Raw data START

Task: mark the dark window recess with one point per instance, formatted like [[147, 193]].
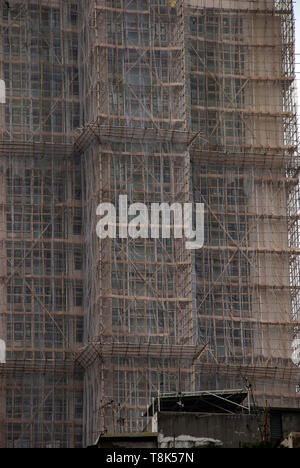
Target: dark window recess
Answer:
[[276, 426]]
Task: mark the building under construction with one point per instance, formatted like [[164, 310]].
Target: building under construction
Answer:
[[166, 102]]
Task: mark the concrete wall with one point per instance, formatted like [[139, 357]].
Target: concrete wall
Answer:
[[232, 430]]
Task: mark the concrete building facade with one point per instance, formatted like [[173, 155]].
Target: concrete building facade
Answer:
[[174, 102]]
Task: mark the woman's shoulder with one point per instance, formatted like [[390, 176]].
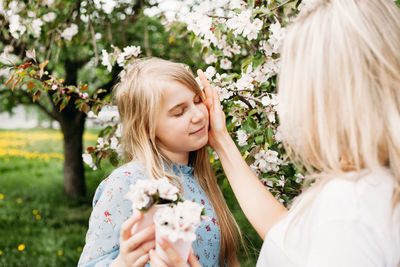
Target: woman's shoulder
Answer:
[[364, 197], [125, 175]]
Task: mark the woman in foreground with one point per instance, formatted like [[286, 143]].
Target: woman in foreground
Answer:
[[339, 93]]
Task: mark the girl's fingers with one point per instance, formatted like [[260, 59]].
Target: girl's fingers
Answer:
[[193, 260], [208, 90], [127, 225], [173, 256], [142, 260], [155, 260], [206, 84], [137, 239]]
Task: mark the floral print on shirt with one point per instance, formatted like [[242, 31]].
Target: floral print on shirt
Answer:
[[111, 209]]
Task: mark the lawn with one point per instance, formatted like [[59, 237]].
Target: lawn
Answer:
[[39, 225]]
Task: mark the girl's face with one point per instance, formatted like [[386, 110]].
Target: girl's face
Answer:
[[182, 123]]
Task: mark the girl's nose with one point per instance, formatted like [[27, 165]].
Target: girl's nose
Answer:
[[197, 115]]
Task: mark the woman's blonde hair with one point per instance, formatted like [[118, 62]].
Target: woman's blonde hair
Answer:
[[138, 96], [339, 88]]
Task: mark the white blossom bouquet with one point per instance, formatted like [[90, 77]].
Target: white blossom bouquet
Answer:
[[148, 192], [179, 221]]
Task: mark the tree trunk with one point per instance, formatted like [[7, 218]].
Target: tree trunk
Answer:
[[72, 125]]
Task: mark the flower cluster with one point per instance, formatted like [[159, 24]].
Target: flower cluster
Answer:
[[148, 192], [179, 221], [241, 42]]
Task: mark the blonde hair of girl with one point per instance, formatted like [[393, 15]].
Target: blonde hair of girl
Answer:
[[138, 95], [339, 88]]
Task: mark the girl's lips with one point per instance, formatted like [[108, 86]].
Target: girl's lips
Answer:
[[199, 131]]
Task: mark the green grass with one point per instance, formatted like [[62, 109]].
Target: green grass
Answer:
[[35, 213]]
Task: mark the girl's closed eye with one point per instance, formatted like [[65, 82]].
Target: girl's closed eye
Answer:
[[197, 99], [178, 113]]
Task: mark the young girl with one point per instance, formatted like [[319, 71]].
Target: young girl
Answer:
[[339, 92], [165, 132]]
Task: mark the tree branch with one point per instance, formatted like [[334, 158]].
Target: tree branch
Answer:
[[37, 103]]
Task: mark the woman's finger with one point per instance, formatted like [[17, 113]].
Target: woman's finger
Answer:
[[155, 260], [173, 256], [208, 90], [137, 239], [127, 225], [193, 260], [142, 260]]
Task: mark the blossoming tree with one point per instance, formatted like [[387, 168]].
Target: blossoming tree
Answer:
[[51, 54]]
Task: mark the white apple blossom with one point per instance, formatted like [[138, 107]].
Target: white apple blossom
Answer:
[[242, 137], [37, 27], [226, 64], [87, 158], [223, 93], [179, 221], [278, 135], [270, 100], [299, 178], [281, 181], [245, 82], [15, 27], [256, 170], [146, 192], [48, 2], [128, 52], [70, 32], [236, 49], [267, 160], [139, 199], [49, 17], [237, 4], [210, 72], [105, 60], [101, 143], [277, 35], [118, 132], [114, 143], [211, 59], [167, 190], [267, 182]]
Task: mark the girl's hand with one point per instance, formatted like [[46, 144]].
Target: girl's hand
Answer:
[[133, 251], [217, 129], [175, 259]]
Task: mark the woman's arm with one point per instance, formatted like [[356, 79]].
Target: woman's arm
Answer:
[[258, 204]]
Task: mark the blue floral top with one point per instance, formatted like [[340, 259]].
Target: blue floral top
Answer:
[[111, 209]]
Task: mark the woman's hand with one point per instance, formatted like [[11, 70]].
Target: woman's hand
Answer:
[[217, 129], [134, 249], [175, 259]]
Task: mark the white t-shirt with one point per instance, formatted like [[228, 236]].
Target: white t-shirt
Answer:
[[350, 223]]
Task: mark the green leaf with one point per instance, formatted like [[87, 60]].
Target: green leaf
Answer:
[[259, 139], [252, 123], [114, 159], [246, 62]]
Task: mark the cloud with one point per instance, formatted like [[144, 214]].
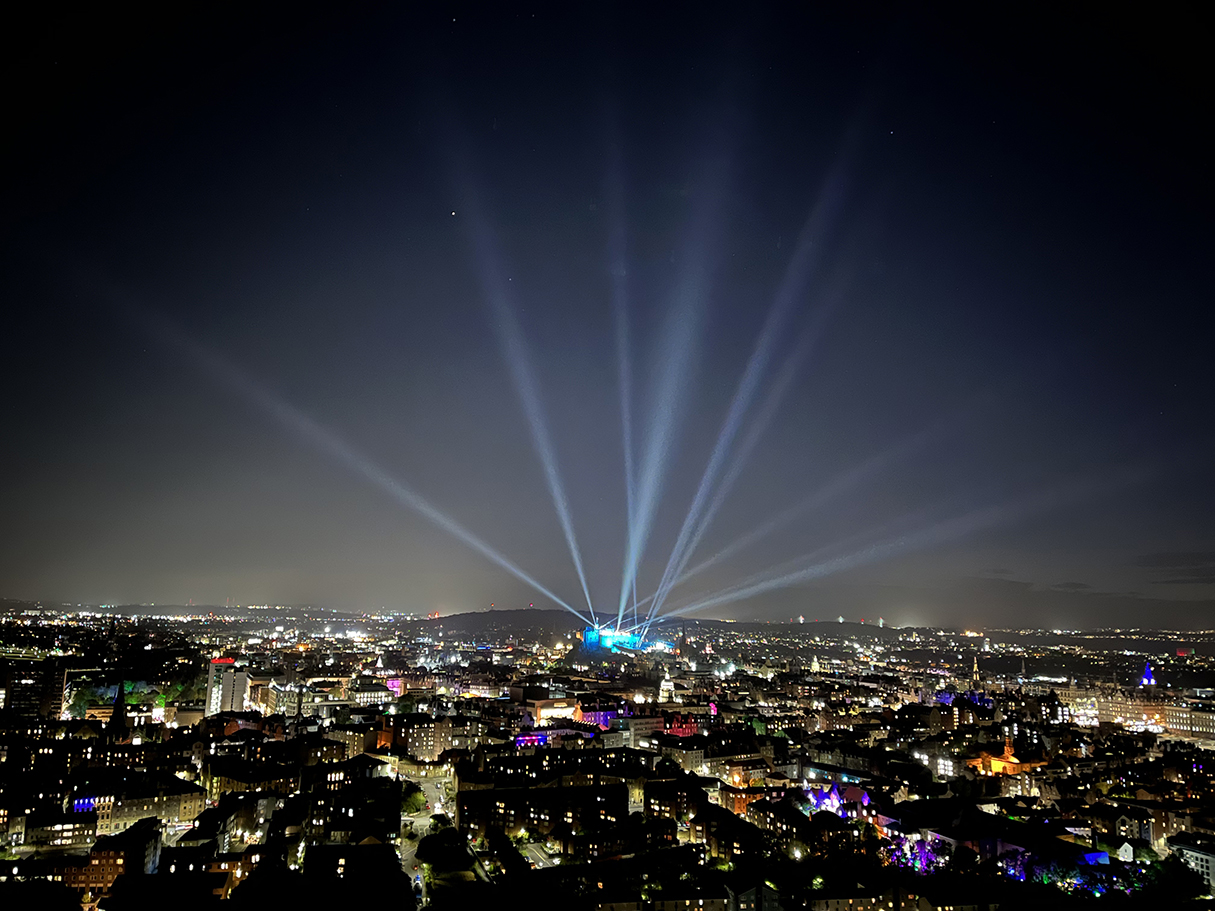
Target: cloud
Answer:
[[1182, 567]]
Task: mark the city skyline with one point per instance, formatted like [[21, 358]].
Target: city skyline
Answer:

Raw data END

* [What you should do]
Output all the data, exactly, without images.

* [The completed task]
Task: mark the dark window recess with one point per instance, formatted like [[147, 193]].
Target: dark window recess
Answer:
[[276, 426]]
Task: mark the building under construction with one point per instance, formatted like [[164, 310]].
Target: building under construction
Answer:
[[166, 102]]
Task: mark the concrete wall with one point per instance, formatted like [[139, 357]].
Target: concrete wall
Answer:
[[232, 430]]
Task: mark the concrete building facade with one point per instance, formatted like [[173, 155]].
Target: concrete building facade
Answer:
[[174, 102]]
Task: mark the woman's shoulder with one point per instance, formatted like [[390, 176]].
Target: woman's shoulder
Answer:
[[364, 197], [125, 175]]
Task: mark the woman in foreground with one point per instance, formatted like [[286, 143]].
Target: woman in foreground
Answer:
[[339, 93]]
Task: mark the girl's fingers with one point per instance, formatted like [[260, 59]].
Target: girl's fingers
Answer:
[[193, 260], [208, 90], [127, 225], [173, 256], [142, 260], [155, 260], [206, 84], [137, 239]]
Task: mark the floral print on shirt with one point per instance, formatted like [[242, 31]].
Target: floral print on shirt
Answer:
[[111, 209]]
Task: mark the lawn with one point per instance, formatted like [[59, 237]].
Target: lawn
Answer:
[[39, 225]]
Task: mark the girl's face with one point per instance, formatted like [[386, 110]].
Target: girl's face
Answer:
[[182, 123]]
Task: mark the girl's nose with one point per instance, formatted like [[27, 165]].
Target: girl's nose
Answer:
[[197, 115]]
Task: mark the woman's blonde hair with one point per instance, formatted like [[118, 62]].
Target: woman's blonde hair
Answer:
[[138, 96], [339, 88]]
Task: mark the white blossom bouquet with one point per instance, formatted like [[90, 77]].
Target: white blossom bouquet
Answer:
[[148, 192], [179, 221]]
Task: mark the tree trunk with one point per instance, formatted like [[7, 218]].
Target: tree trunk
Answer:
[[72, 125]]
Task: mark the flower cluster with one point per instance, formatted like [[159, 24]].
Target: flower cluster
Answer:
[[148, 192], [179, 221], [241, 42]]
Task: mark the blonde hair of girl with one point per instance, formatted like [[393, 15]].
Target: blonde hair of girl
Answer:
[[138, 95], [339, 88]]
Task: mark the girl's lips with one point per instance, formatted like [[108, 86]].
Target: girl's lips
Answer:
[[199, 131]]
Task: mark the green grass with one point per instance, formatted like [[62, 109]].
Target: green grass
Answer:
[[35, 213]]
Task: mark the girl's closed eye with one point per instance, formatted like [[65, 82]].
Target: girl's closed eye
Answer:
[[197, 99], [178, 113]]
Task: mark the young girl with one point per instance, formatted like [[319, 71]].
Target: young girl
Answer:
[[339, 92], [165, 132]]
Task: mark the tree branch with one point per instance, formatted like [[334, 158]].
Target: tree branch
Answer:
[[37, 103]]
Task: mark the woman's finger with one point per instance, formatted like [[17, 113]].
Target: woman's finger
Answer:
[[155, 260], [173, 256], [208, 90], [137, 239], [127, 225], [193, 260], [142, 260]]
Task: mark the blossoming tree with one point per instance, formatted like [[387, 168]].
Target: blossoming tree
Answer:
[[51, 54]]
Task: mark the white apple blossom with one point per instance, formatted like [[138, 107]].
Target: white apple blossom
Answer:
[[242, 137], [37, 27], [226, 64], [87, 158], [223, 93], [179, 221], [278, 135], [270, 100], [299, 178], [281, 181], [245, 82], [15, 27], [256, 170], [146, 192], [48, 2], [128, 52], [70, 32], [236, 49], [267, 160], [139, 199], [49, 17], [237, 4], [210, 72], [105, 60], [101, 143], [277, 35], [118, 132], [114, 143], [211, 59], [167, 190], [267, 182]]
Task: mark the girl's hand with one point per instance, formatted like [[46, 144]].
Target: girl's hand
Answer:
[[133, 251], [217, 129], [175, 259]]
Task: mark the woman's arm with one point per instance, formatted like [[356, 79]].
Target: woman's arm
Answer:
[[258, 204]]
Task: mark the blue floral top with one point per instance, formatted like [[340, 259]].
Target: blue floral top
Answer:
[[111, 209]]
Task: mark the woman's hand with one point per instance, formatted like [[11, 70]].
Target: woman's hand
Answer:
[[217, 129], [134, 249], [175, 259]]
Task: mark the white t-shirt with one point per instance, formatted like [[228, 236]].
Target: white t-shirt
Answer:
[[350, 223]]
Task: mark the green leaf with one point per instance, formatted like [[87, 60]].
Target: green leaf
Answer:
[[259, 139], [252, 123], [114, 159], [246, 62]]
Task: mark the cloud with one point per instance, formatted like [[144, 214]].
Target: cloud
Answer:
[[1182, 567]]
Task: mark the city skyline with one point per instance, formatted like [[21, 358]].
Target: city skyline
Answer:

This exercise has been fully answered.